_Required task_.
Return every line of the material below that contains the string "sunset".

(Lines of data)
-*-*-

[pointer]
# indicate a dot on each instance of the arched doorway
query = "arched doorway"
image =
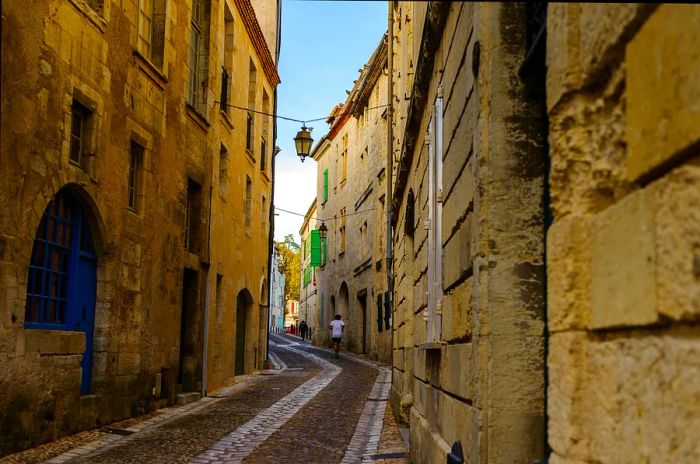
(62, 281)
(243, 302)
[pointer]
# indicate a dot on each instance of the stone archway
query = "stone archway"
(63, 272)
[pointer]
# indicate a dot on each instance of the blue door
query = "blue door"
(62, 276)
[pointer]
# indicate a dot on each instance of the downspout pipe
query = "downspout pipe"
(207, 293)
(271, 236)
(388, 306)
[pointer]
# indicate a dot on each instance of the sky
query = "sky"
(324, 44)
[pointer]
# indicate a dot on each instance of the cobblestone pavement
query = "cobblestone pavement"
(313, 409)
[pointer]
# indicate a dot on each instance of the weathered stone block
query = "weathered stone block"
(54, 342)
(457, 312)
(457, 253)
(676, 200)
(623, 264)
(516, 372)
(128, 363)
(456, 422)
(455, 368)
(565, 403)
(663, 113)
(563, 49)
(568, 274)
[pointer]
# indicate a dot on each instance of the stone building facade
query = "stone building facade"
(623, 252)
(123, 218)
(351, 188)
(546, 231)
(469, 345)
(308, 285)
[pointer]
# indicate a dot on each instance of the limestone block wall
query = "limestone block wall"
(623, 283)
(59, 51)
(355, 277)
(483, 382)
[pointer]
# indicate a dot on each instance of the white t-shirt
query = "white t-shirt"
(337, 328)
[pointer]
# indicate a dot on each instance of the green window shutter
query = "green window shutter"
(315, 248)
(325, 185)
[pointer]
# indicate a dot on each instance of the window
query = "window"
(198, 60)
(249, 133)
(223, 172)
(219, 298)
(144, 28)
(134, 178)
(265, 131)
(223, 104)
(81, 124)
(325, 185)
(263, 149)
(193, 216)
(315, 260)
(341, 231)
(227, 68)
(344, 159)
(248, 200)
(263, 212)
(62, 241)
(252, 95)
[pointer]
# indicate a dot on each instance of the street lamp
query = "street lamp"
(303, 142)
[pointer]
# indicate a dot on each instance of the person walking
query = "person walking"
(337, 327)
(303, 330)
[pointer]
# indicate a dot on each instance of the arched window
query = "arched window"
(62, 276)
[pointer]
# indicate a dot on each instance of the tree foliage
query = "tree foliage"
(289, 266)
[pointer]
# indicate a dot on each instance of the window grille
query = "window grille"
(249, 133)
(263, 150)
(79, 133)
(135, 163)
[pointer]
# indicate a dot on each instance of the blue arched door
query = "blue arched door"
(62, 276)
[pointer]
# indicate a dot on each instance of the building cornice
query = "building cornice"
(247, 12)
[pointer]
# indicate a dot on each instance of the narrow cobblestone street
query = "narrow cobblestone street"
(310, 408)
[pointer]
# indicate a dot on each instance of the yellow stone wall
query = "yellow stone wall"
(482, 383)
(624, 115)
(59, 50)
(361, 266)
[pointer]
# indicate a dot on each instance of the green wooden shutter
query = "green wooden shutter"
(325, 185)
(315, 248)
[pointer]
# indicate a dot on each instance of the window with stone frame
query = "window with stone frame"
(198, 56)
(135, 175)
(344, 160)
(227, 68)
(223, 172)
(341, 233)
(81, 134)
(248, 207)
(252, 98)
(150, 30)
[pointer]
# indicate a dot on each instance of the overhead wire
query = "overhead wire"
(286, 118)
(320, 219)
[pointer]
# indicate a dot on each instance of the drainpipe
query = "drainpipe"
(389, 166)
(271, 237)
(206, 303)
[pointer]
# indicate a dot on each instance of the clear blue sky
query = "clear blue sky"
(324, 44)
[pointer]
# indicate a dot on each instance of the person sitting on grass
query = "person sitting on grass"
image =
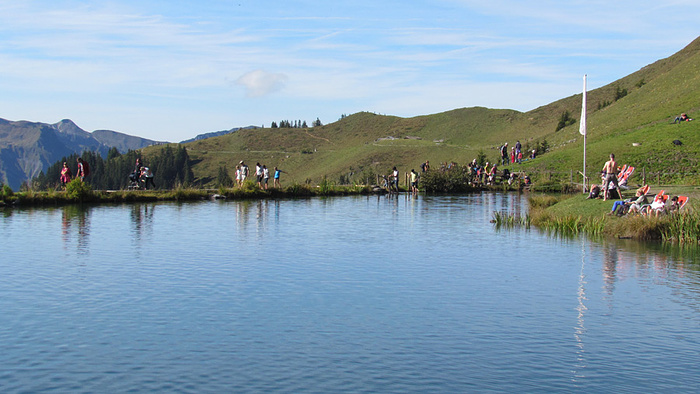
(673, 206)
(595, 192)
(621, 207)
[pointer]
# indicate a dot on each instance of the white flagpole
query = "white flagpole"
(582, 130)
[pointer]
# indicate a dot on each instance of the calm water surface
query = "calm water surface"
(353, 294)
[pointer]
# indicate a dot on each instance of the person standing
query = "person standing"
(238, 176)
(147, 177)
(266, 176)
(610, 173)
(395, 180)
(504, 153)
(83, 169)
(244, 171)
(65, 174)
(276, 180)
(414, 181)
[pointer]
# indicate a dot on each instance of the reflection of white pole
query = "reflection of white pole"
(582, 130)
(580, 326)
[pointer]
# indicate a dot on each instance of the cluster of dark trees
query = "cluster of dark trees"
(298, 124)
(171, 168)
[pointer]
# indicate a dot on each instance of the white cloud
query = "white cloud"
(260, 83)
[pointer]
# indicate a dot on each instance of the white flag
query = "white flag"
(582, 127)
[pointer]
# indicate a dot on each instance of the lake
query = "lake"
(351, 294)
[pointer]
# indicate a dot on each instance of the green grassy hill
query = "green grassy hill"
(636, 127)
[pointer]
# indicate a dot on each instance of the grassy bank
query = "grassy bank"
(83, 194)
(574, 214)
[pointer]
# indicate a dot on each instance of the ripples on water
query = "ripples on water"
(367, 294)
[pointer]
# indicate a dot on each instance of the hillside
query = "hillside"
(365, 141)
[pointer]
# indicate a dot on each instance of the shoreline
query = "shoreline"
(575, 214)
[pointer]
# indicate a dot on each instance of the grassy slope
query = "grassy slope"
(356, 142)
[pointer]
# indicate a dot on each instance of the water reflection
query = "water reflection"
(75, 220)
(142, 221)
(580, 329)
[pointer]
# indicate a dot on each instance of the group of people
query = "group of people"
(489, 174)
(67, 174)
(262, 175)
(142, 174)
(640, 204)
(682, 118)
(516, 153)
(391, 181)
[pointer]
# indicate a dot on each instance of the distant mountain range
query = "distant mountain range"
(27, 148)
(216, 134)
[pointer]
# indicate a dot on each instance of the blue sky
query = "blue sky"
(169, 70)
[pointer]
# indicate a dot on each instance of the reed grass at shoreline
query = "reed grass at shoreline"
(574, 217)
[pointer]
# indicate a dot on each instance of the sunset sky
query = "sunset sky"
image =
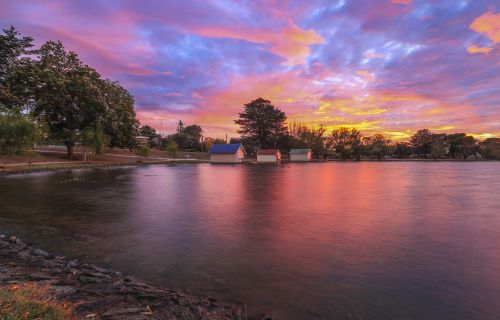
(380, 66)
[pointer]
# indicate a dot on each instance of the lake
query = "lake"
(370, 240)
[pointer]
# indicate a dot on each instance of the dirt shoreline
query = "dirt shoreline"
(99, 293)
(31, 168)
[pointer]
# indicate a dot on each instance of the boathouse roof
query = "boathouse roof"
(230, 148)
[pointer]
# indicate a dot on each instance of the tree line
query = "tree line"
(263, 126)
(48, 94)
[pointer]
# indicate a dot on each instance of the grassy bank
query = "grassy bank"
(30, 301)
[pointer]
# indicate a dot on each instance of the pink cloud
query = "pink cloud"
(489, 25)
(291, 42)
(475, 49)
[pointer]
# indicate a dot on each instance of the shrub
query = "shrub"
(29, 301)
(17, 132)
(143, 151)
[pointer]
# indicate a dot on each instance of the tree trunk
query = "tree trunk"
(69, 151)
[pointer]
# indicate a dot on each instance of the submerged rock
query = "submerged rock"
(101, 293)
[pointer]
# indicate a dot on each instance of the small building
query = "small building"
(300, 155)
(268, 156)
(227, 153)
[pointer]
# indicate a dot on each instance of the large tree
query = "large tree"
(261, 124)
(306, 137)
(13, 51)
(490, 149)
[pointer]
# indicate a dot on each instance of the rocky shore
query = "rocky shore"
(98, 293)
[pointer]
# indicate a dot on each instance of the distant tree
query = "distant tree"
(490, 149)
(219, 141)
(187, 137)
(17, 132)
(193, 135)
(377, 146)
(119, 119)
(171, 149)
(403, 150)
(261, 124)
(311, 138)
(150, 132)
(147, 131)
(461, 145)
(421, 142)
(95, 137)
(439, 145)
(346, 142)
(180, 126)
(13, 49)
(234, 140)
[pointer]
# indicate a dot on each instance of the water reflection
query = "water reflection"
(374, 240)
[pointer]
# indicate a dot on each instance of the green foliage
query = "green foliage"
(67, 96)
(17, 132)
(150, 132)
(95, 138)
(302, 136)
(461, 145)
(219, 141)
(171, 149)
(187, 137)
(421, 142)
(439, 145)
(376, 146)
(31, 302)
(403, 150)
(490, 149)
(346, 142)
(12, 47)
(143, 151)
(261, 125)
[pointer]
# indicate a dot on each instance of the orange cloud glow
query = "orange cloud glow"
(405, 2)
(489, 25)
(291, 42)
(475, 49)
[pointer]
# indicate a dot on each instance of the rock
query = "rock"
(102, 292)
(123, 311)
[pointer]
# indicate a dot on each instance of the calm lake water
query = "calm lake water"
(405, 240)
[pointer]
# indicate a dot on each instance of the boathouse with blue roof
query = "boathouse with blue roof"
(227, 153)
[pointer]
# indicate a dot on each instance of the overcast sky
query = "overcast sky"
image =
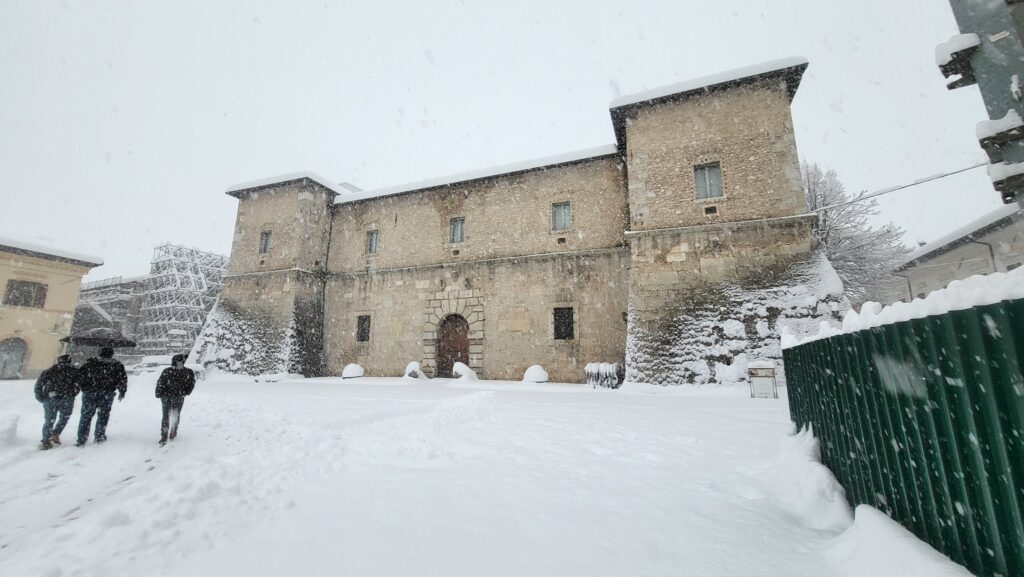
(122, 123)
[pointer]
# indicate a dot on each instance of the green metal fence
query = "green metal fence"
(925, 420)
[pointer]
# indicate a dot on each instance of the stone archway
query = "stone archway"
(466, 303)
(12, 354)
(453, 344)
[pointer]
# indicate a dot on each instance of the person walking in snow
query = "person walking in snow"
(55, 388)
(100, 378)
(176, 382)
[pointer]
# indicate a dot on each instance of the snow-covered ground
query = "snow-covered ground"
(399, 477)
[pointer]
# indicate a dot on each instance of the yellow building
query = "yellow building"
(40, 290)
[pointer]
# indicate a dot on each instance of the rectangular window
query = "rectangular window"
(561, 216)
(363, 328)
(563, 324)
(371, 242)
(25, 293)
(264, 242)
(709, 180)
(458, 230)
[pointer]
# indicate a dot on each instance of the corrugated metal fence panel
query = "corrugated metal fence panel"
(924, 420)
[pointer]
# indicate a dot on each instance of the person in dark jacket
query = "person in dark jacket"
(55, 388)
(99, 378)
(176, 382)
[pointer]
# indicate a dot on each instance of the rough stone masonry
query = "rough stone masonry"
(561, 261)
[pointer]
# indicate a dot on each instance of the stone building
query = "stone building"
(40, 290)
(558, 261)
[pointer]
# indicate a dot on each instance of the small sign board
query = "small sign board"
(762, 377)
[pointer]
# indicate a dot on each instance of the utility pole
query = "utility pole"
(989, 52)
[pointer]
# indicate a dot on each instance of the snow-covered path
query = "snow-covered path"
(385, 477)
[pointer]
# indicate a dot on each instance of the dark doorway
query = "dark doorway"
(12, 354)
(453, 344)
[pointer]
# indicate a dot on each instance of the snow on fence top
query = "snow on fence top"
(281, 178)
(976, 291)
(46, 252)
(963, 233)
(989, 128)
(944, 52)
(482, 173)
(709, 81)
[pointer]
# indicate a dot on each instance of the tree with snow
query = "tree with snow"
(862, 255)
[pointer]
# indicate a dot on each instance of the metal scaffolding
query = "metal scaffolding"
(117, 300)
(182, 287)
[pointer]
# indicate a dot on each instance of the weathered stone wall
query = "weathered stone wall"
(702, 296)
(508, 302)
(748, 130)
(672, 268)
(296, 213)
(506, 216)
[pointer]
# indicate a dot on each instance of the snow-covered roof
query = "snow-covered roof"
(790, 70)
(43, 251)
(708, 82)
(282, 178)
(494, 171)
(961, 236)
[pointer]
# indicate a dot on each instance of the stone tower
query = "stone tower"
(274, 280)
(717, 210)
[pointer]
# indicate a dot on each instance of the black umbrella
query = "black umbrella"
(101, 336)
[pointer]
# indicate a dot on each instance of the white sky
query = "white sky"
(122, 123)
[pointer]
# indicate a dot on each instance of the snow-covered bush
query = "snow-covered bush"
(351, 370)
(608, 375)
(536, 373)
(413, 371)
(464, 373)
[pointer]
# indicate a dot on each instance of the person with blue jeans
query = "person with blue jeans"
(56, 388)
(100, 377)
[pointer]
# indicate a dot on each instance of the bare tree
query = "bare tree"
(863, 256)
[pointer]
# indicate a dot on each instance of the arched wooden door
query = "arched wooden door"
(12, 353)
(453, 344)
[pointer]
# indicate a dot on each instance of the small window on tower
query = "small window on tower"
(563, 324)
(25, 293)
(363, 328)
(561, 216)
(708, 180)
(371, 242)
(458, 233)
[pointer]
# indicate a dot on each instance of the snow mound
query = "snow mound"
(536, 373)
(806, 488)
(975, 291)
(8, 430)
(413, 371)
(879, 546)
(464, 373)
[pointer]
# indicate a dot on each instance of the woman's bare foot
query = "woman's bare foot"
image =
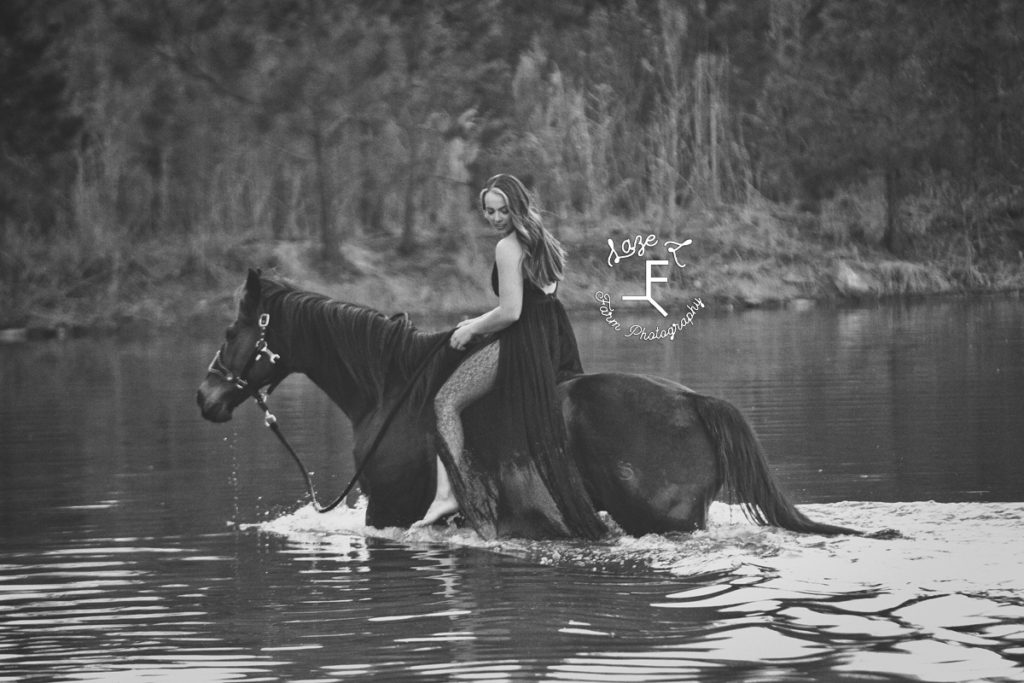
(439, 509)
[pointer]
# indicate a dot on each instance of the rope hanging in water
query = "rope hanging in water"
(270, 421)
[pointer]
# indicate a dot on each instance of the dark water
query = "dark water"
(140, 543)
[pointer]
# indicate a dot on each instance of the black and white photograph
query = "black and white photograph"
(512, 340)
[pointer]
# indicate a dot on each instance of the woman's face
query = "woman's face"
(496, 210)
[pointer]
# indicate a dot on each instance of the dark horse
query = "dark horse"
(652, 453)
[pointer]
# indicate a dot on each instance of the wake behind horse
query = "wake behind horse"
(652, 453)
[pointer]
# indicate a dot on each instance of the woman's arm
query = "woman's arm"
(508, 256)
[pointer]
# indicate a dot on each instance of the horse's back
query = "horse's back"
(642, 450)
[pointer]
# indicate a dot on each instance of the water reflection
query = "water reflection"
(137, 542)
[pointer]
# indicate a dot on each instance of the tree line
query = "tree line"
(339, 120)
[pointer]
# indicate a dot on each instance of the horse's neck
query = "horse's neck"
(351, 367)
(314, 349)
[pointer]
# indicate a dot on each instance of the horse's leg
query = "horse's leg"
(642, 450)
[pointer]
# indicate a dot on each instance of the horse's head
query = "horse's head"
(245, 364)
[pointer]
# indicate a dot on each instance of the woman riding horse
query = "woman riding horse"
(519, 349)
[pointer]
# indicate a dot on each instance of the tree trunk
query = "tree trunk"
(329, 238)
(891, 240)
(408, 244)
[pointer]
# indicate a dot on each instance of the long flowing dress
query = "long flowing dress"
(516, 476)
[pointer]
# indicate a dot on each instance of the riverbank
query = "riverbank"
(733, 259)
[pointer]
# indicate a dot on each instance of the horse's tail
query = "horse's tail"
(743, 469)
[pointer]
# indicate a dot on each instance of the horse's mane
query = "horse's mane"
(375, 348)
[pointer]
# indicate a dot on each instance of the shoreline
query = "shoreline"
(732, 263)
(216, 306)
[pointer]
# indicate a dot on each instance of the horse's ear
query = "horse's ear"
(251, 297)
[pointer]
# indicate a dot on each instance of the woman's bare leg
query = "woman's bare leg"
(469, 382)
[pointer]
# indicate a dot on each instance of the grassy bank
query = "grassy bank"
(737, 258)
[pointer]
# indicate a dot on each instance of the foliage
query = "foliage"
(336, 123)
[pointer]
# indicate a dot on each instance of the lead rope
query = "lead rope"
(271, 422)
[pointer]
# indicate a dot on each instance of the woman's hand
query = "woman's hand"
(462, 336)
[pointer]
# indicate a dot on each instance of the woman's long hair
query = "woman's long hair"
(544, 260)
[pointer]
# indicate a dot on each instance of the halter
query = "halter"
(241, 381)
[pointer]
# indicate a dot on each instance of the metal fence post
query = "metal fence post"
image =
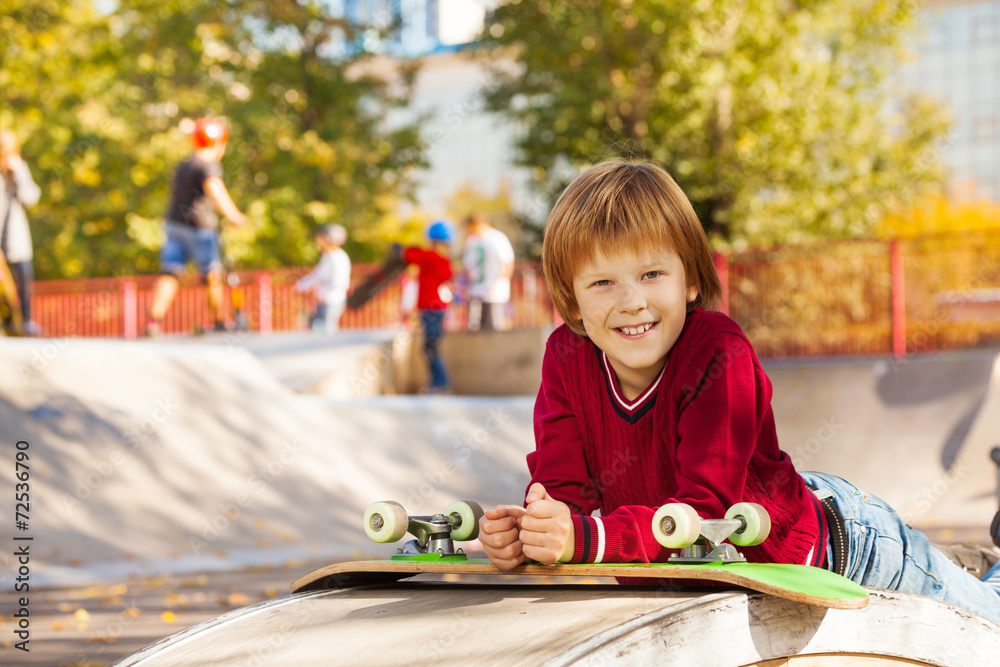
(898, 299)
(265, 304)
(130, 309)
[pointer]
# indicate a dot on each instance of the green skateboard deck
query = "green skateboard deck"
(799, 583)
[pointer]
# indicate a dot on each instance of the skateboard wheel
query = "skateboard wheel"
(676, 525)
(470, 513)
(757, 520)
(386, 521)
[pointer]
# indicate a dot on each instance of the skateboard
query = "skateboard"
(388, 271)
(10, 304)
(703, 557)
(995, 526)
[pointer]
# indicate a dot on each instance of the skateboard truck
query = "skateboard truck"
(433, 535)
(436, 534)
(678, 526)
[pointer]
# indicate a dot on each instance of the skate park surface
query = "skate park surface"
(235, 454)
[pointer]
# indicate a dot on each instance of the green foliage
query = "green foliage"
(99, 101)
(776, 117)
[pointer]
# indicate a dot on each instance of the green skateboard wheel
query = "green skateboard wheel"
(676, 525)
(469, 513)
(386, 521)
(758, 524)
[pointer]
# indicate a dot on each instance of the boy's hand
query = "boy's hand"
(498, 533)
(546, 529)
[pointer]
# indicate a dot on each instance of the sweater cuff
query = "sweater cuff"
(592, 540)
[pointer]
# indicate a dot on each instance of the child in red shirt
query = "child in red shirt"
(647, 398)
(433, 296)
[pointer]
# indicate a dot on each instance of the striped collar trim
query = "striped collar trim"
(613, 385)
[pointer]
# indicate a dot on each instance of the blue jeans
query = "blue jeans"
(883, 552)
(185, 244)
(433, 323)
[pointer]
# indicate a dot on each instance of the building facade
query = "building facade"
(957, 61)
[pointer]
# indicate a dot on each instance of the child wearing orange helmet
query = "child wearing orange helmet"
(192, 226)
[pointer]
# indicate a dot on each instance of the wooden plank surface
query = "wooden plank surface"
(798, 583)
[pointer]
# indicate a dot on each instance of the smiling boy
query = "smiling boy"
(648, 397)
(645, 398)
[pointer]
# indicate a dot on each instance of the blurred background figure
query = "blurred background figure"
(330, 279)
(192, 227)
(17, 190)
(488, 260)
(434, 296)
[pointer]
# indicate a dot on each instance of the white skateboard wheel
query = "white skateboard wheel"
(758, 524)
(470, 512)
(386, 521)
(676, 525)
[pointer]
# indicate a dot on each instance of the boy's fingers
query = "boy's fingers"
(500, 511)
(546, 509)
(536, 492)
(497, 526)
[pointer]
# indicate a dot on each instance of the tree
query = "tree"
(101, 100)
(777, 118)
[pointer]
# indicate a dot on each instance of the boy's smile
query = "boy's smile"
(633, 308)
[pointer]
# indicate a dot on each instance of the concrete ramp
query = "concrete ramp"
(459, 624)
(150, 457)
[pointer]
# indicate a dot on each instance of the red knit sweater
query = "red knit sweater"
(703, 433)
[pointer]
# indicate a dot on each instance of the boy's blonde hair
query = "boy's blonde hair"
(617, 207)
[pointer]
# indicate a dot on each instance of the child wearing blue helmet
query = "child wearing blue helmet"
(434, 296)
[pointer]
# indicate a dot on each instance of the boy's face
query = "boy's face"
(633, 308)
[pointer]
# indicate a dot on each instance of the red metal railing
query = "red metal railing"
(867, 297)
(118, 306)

-*-*-

_Exercise output_.
# indicate a dot on each instance of the sunset sky
query = "sunset sky"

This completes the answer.